How to complete this task:
Your output should be the listing itself, repeated exactly.

Source material:
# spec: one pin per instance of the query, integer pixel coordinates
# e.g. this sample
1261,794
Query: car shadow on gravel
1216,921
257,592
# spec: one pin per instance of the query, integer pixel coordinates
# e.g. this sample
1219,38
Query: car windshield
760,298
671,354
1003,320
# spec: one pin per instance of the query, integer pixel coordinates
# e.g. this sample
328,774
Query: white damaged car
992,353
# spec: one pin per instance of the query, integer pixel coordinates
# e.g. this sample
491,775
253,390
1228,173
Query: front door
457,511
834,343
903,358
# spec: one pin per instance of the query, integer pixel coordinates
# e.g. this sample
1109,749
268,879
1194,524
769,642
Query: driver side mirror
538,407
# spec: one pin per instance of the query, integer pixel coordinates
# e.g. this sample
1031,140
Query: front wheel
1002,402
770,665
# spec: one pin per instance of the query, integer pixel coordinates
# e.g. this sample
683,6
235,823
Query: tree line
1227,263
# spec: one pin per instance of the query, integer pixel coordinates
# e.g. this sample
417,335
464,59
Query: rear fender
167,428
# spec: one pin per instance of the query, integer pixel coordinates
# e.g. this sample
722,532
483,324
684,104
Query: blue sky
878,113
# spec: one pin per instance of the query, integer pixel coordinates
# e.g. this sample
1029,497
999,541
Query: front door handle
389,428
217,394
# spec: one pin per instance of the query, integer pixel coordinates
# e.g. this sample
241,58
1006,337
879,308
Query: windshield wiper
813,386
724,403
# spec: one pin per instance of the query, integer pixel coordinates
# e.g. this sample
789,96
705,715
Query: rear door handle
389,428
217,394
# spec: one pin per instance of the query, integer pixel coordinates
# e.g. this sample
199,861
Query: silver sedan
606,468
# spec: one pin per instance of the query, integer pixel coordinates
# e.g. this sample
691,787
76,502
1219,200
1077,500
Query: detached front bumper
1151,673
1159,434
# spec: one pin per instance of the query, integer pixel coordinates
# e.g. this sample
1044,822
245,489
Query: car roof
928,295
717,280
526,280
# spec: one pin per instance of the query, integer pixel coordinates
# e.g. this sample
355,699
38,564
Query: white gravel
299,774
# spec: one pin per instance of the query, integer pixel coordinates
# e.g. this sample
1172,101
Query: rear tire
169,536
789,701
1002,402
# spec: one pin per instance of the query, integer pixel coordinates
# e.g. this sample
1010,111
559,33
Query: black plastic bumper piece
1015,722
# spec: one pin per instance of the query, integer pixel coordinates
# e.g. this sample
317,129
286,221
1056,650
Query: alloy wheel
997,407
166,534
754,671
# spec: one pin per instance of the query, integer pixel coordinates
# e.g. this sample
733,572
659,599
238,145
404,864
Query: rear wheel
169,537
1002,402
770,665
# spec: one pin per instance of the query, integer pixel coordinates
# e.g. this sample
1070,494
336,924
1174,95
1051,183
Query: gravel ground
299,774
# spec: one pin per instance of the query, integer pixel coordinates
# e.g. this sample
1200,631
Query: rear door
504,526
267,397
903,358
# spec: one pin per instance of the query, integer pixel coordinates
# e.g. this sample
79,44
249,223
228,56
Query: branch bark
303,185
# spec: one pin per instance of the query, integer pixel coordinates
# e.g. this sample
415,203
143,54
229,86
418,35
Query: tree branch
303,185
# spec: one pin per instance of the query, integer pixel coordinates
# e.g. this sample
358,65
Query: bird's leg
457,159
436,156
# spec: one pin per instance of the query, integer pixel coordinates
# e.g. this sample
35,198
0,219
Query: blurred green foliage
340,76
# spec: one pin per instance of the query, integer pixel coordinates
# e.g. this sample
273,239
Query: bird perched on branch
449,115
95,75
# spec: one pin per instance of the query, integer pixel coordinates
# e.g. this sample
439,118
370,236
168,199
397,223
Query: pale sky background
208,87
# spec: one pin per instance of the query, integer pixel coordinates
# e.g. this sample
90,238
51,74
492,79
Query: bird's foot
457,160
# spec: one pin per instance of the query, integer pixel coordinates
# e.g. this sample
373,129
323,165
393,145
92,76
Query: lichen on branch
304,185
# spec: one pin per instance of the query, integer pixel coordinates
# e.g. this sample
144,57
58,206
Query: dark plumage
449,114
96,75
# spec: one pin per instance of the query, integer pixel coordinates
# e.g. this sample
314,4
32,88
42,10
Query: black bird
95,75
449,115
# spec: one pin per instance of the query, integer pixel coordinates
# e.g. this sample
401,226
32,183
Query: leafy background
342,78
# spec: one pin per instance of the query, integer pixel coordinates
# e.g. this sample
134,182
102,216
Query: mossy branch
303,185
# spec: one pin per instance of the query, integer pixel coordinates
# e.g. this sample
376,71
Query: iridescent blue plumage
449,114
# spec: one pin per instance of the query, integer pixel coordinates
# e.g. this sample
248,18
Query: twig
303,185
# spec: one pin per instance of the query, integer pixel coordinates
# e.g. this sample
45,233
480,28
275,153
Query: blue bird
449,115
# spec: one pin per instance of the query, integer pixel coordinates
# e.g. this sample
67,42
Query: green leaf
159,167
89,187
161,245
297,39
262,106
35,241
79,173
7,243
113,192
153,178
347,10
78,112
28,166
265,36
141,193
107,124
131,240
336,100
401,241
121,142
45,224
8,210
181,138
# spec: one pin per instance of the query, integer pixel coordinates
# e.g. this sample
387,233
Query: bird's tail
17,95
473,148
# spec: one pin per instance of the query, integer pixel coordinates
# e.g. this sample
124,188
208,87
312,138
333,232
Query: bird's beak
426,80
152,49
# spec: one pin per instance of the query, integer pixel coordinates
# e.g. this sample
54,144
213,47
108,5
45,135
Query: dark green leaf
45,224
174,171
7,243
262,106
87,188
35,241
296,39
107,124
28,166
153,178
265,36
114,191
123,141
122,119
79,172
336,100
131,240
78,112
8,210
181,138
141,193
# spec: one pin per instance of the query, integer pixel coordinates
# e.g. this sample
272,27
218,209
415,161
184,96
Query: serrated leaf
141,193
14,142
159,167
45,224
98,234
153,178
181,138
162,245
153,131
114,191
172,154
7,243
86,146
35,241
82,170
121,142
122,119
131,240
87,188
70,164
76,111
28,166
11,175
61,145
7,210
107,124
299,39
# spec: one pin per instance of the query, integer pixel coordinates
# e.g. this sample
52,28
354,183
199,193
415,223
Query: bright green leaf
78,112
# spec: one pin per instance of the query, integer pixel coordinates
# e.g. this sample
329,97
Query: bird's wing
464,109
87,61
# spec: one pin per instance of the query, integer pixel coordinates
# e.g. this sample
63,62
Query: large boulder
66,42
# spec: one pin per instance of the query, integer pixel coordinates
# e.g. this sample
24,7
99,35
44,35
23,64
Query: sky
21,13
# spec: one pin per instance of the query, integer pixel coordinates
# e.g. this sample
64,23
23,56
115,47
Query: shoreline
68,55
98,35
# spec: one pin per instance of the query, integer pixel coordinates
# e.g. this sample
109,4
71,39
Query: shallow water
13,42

Exercise answer:
# spec: one pin per instance of the query, integer pixel coordinates
# e.g. this sample
1261,794
Query: car shadow on gravel
1216,921
257,592
# spec: one pin per instance of the query, integer pixel coordinates
# e.g. this sample
1219,38
Query: car windshield
760,298
671,354
1003,320
# spec: one pin per instance of the query, integer pixel coordinates
# e.g. this sample
328,774
Query: white damaged car
992,353
# spec: one pin per instance of the query, integer pixel coordinates
# e.g. this sample
491,775
253,390
1228,173
Query: front door
457,511
834,343
903,358
# spec: one pin per instance of the query, integer pixel coordinates
# e.g. this sample
1109,749
268,879
1194,524
769,642
Query: driver side mirror
538,407
# spec: one pin per instance of the query, integer pixel coordinates
# e.g. this sample
1031,140
Query: front wheel
1002,402
770,665
# spec: one pin per instance of the query, integer pixel coordinates
# e.g. this sample
683,6
235,823
Query: tree line
1227,263
# spec: one pin per instance of the query, integer pixel coordinates
# e.g. this sample
417,335
464,59
Query: rear fender
167,428
# spec: one pin per instance of the query, integer pixel coordinates
# e.g. this sample
722,532
483,324
684,104
Query: blue sky
878,113
# spec: one pin per instance of the query, integer pixel coordinates
# e.g. this sample
1029,497
999,541
Query: front door handle
389,428
217,394
# spec: one pin per instance of the query, integer pixel coordinates
# e.g. this sample
241,58
1006,337
879,308
Query: windshield wiper
813,386
724,403
# spec: one pin per instance of the query, integer pixel coordinates
# e.g. this sample
789,96
705,715
Query: rear door handle
389,428
217,394
# spec: one pin per instance of the query, integer pixel coordinates
# e.g. this sample
199,861
Query: silver sedan
606,468
# spec: one pin per instance of the query, integer pixel coordinates
# e.g. this sample
691,787
76,502
1219,200
1077,500
Query: detached front bumper
1151,673
1159,434
# spec: one pin per instance of the query, integer pixel coordinates
# e.g. this sample
1044,822
245,489
Query: car roof
928,295
717,280
526,280
# spec: one pin per instance of the query, integer pixel coordinates
# e.g. this sample
355,699
38,564
Query: white gravel
299,774
# spec: one pin per instance of the query, integer pixel coordinates
# e.g. this sample
1172,101
Query: rear tire
169,536
789,701
1002,402
# spec: one pin per instance of the query, integer pixel coordinates
# e.g. this sample
1010,111
559,33
Query: black plastic bumper piece
1015,722
# spec: one pin per instance of the query, integer pixel coordinates
# e.g. this sample
317,129
286,221
1056,650
Query: alloy wheel
997,407
166,534
754,671
# spec: one pin per instance of the query, integer pixel coordinates
# e.g. this sample
733,572
659,599
238,145
404,864
Query: rear wheel
169,537
1002,402
770,665
# spec: one pin per instance of the query, integer pixel coordinates
# e.g. this sample
1070,494
336,924
1174,95
1051,183
Query: gravel ground
299,774
# spec: one pin per instance of the query, integer pixel coordinates
# e.g. this sample
1200,631
Query: rear door
504,526
267,397
903,358
# spec: one pin per instance of the query, integer pixel coordinates
# e.g. this sample
79,44
249,223
228,56
Query: branch bark
303,185
# spec: one pin per instance of the query, integer pixel coordinates
# e.g. this sample
415,203
143,54
229,86
418,35
Query: tree branch
303,185
# spec: one pin per instance of the query, integer pixel coordinates
# e.g. this sample
358,65
Query: bird's leg
457,159
436,156
# spec: one pin per instance of the query, integer pixel coordinates
# e.g. this sample
35,198
0,219
Query: blurred green foliage
340,76
# spec: one pin per instance of the query, integer pixel coordinates
# e.g. this sample
273,239
Query: bird perched on branch
449,115
95,75
# spec: one pin per instance of the query, integer pixel coordinates
# e.g. this sample
439,118
370,236
168,199
397,223
Query: pale sky background
208,87
# spec: one pin per instance of the query, integer pixel coordinates
# e.g. this sample
90,238
51,74
492,79
Query: bird's foot
457,160
# spec: one pin per instance of the query, integer pixel coordinates
# e.g. this sample
373,129
323,165
393,145
92,76
Query: lichen on branch
304,185
# spec: one pin per instance of the query, integer pixel coordinates
# e.g. this sample
144,57
58,206
Query: dark plumage
449,114
96,75
# spec: one pin per instance of the query, integer pixel coordinates
# e.g. this sample
314,4
32,88
42,10
Query: black bird
95,75
449,115
# spec: one pin per instance of the query, integer pixel coordinates
# e.g. this sample
401,226
32,183
Query: leafy background
342,78
# spec: one pin per instance of the query, integer pixel coordinates
# e.g. this sample
134,182
102,216
Query: mossy branch
303,185
# spec: one pin per instance of the query, integer pixel coordinates
# e.g. this sample
376,71
Query: iridescent blue plumage
449,114
# spec: one pin per instance of the query, integer pixel coordinates
# e.g. this sample
248,18
Query: twig
303,185
# spec: one pin per instance of the query, integer pixel coordinates
# e.g. this sample
45,233
480,28
275,153
Query: blue bird
449,115
# spec: one pin per instance of the query, integer pixel coordinates
# e.g. this sample
67,42
Query: green leaf
159,167
89,187
161,245
297,39
262,106
35,241
79,173
7,243
113,192
153,178
347,10
78,112
28,166
265,36
141,193
107,124
131,240
336,100
401,241
121,142
45,224
8,210
181,138
# spec: one pin per instance of the query, integer pixel coordinates
# e.g. this sample
387,233
Query: bird's tail
17,95
473,148
# spec: one pin per instance of the query, integer pixel coordinates
# e.g. this sample
124,188
208,87
312,138
333,232
Query: bird's beak
426,80
152,49
# spec: one pin per instance of the query, integer pixel coordinates
# e.g. this sample
54,144
213,47
108,5
45,135
Query: dark green leaf
45,224
174,171
7,243
262,106
87,188
35,241
296,39
107,124
28,166
153,178
265,36
114,191
123,141
122,119
79,172
336,100
131,240
78,112
8,210
181,138
141,193
# spec: one pin per instance of the query, integer pixel coordinates
# e.g. this sample
272,27
218,209
415,161
184,96
Query: serrated leaf
141,193
14,142
159,167
45,224
98,234
153,178
181,138
162,245
153,131
114,191
172,154
7,243
86,146
35,241
82,170
121,142
122,119
131,240
87,188
70,164
76,111
28,166
11,175
61,145
7,210
107,124
299,39
# spec: one pin per instance of the query, integer pixel coordinates
# e.g. this sample
52,28
354,183
199,193
415,223
Query: bright green leaf
78,112
# spec: one pin per instance of the query, integer pixel coordinates
# e.g. this sample
329,97
Query: bird's wing
464,109
87,61
# spec: one pin per instance of the query, integer pixel coordinates
# e.g. this sample
63,62
Query: large boulder
66,42
# spec: one pin per instance of the query, integer pixel coordinates
# e.g. this sample
24,7
99,35
44,35
23,64
Query: sky
21,13
# spec: one pin per instance of the query, integer pixel coordinates
# e.g. this sample
64,23
23,56
115,47
Query: shoreline
68,55
98,35
# spec: one pin per instance of the query, integer pixel coordinates
# e.g. this sample
109,4
71,39
Query: shallow water
13,42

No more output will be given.